• OBJECTIVE: Transcribe all the records with complete accuracy.
-- Start of INFORMATION SHOWN --
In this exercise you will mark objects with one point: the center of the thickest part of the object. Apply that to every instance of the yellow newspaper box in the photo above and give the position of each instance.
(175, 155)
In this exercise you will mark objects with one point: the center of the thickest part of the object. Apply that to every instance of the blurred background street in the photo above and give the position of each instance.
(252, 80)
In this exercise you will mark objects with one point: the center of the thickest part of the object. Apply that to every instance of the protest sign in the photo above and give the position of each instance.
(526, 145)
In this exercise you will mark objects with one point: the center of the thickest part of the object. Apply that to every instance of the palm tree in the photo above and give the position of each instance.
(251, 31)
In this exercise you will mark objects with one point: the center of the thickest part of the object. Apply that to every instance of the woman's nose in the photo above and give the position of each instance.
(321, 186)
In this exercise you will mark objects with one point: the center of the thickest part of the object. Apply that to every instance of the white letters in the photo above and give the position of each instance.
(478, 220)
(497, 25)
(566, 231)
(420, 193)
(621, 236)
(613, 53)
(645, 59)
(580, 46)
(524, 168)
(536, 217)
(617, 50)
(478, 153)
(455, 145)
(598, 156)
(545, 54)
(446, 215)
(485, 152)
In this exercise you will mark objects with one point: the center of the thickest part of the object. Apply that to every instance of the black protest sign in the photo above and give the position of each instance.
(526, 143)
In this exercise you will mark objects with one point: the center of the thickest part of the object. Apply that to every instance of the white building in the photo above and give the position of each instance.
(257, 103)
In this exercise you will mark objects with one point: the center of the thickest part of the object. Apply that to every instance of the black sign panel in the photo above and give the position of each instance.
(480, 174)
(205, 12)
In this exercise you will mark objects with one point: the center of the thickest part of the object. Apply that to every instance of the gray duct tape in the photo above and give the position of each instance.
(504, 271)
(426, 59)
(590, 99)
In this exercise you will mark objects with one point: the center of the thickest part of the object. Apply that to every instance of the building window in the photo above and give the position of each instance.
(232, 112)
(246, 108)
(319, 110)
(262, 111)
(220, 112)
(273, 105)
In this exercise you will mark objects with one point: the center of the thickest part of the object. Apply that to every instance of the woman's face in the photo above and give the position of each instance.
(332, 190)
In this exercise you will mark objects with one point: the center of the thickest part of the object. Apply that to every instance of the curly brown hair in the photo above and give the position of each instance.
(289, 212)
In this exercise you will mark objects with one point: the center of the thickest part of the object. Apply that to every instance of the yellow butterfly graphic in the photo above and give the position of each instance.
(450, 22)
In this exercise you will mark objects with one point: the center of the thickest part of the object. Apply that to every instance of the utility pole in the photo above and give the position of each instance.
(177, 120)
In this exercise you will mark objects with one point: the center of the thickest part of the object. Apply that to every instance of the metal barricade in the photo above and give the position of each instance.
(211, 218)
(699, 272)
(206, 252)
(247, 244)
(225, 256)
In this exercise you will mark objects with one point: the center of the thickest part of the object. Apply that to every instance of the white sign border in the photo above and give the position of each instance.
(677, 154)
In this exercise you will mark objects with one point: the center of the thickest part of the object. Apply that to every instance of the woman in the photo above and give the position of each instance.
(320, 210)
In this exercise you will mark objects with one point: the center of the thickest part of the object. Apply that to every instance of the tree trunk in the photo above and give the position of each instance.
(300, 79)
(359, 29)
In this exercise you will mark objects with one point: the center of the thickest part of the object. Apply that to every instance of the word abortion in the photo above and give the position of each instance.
-- End of INFORMATION SHOWN --
• CORRECT OUTPUT:
In this exercise you will mark objects with one point: the center of the thickest part of the object. Apply that to every instance of the yellow newspaper box in the photo above and give the position of each instance.
(175, 155)
In this exercise you will mark objects with one point: the center of the thickest part of the object. Apply that to every instance of the blurred background street in the photo above and give the position of each instance.
(252, 80)
In this exercise you will mark objects with one point: the center of the thickest part of the object. Apply that to every instance of the protest sign in the photo above and give the position of each instance.
(526, 145)
In this exercise you will mark objects with one point: the center of the thickest part of the object. Apply that to every instance of the palm tree in the photo above and give the position of each instance.
(251, 31)
In this exercise you will mark objects with one point: the center of the thickest part of the object. Apply that to every instance of the woman's nose in the photo above and give the position of each instance.
(321, 186)
In this exercise you will mark objects with one point: the center of the thickest part of the object. Apply that to every instance of the white letters in the photo above and give the position of each instance.
(478, 220)
(497, 25)
(566, 231)
(420, 193)
(621, 236)
(613, 53)
(645, 59)
(580, 46)
(524, 168)
(536, 217)
(617, 50)
(478, 153)
(455, 145)
(598, 156)
(545, 54)
(446, 215)
(485, 152)
In this exercise you will mark objects with one point: the center of the thickest part of the object. Apply that to every instance of the black protest sign in the photo above and give the position of each instance.
(526, 143)
In this exercise you will mark objects with one point: the center of the thickest part of the object. Apply that to every instance of the white building in the photo above and give the position of each instance.
(257, 103)
In this exercise you will mark objects with one point: the center of the thickest part of the object. Apply that to every instance of the black sign panel in the photo above and give the position of each instance.
(480, 174)
(205, 12)
In this exercise you will mark objects with one point: the center of the thickest part of the object. Apply that to every instance of the gray duct tape in the photo above and give the position of each instance.
(504, 271)
(426, 59)
(590, 99)
In this exercise you will mark objects with one point: the center of the thickest part of the object. Apply that to every instance of the building window in the photo above and give the position of each instance.
(232, 112)
(246, 108)
(319, 110)
(262, 111)
(220, 112)
(273, 105)
In this exercise you will mark objects with one point: the center of the thickest part of the object. Apply that to every instance of the woman's face in the photo above and give the position of each instance.
(332, 190)
In this exercise you will mark objects with one point: the center of the thickest part of the object. Apply that to every instance of the curly brown hair in the photo above and give the position of each instance.
(289, 212)
In this exercise you will mark objects with one point: the center of the thickest part of the object. Apply that to every instance of the yellow butterfly graphic in the photo above and give the position of each instance.
(450, 22)
In this exercise you will mark objects with one point: the center of the thickest part of the object. Apply that to every instance of the utility pole in the photo above and give the position of each instance.
(177, 120)
In this exercise you will mark objects with one point: the center of the thickest part of the object. Apply that to every instance of the metal barricade in the photo above and give the position of each instance.
(211, 218)
(699, 272)
(206, 252)
(247, 244)
(225, 256)
In this exercise you will mark objects with one point: the center of the thickest part of the object. Apply that to every instance of the white sign border in the photo above and give the position of each instance.
(677, 154)
In this exercise you will mark objects with one point: the center of the thickest part of the object. Apply that to every instance of the woman in the photo above and give the position of each instance.
(320, 210)
In this exercise you will mark objects with one point: the center of the thickest part of the object. Apply that to every instance of the tree trunk in the photo above and give the position of each instance.
(300, 79)
(359, 29)
In this exercise you will mark objects with one point: the center of the thickest part of the object. Apply that to every instance of the word abortion in the photo above and give the position of each instance.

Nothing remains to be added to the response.